Dataset entries:
.....

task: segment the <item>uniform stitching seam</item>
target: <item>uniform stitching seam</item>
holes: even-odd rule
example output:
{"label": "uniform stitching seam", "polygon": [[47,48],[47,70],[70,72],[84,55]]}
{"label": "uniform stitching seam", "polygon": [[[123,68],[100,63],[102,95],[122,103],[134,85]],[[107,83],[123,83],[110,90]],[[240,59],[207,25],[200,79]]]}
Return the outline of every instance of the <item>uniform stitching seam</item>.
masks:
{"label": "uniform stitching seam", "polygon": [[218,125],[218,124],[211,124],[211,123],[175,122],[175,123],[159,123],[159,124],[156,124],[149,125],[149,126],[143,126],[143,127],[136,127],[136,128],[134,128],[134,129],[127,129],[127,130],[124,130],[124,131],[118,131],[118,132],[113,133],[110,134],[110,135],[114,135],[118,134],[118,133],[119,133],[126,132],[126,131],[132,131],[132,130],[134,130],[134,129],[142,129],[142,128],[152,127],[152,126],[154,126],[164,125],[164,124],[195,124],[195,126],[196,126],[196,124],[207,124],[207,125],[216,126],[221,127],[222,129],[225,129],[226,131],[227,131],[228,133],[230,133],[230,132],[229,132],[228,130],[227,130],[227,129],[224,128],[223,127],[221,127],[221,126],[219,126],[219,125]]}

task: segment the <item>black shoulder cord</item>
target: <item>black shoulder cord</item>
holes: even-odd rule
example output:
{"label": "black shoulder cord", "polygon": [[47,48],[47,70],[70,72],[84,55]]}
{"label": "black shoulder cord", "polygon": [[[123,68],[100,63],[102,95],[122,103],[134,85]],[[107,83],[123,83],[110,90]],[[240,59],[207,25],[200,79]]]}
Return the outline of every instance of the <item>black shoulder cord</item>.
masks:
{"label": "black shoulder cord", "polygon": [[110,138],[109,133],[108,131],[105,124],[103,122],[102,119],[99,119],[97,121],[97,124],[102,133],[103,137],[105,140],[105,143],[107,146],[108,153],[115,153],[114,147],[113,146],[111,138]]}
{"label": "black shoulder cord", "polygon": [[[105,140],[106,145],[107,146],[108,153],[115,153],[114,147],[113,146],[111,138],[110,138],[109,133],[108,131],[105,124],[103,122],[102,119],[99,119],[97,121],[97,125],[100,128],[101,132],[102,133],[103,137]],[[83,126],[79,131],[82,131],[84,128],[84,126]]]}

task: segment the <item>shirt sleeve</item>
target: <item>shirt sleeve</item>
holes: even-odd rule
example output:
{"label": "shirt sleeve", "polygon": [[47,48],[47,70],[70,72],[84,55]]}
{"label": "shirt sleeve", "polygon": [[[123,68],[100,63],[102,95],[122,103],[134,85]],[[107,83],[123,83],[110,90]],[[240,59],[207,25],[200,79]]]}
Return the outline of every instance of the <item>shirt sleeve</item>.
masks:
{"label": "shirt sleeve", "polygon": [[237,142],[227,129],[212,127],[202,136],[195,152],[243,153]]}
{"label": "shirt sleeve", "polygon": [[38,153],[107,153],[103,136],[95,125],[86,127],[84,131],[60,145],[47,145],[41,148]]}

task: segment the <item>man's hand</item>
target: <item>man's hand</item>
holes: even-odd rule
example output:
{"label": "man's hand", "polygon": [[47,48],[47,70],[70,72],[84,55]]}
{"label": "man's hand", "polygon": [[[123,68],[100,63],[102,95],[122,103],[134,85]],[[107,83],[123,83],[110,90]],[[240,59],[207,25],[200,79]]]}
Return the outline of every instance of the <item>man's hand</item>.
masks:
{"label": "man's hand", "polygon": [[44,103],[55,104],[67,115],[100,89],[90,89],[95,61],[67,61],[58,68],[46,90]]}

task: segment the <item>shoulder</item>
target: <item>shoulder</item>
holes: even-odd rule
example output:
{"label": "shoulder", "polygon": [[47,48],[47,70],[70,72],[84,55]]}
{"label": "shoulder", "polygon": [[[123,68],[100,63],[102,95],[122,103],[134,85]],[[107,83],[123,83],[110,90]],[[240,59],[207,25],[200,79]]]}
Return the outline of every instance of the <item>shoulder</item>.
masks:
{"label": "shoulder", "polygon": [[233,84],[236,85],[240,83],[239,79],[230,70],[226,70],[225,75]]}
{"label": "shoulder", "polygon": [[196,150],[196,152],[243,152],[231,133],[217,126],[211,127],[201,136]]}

.....

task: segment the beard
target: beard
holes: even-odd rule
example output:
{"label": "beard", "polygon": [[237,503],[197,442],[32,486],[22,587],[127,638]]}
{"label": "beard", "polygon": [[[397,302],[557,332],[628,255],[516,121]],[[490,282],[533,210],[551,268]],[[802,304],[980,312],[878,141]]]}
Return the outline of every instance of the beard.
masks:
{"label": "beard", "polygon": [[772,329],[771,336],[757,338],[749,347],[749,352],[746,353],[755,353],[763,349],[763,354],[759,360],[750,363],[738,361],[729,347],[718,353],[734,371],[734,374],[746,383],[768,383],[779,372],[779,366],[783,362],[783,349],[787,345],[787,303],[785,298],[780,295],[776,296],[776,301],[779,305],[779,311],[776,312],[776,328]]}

.....

What to produce: Return each line of the items above that contains the string "target".

Response:
target: <item>uniform stitching seam</item>
target: <item>black shoulder cord</item>
target: <item>shirt sleeve</item>
target: <item>man's hand</item>
target: <item>shoulder</item>
target: beard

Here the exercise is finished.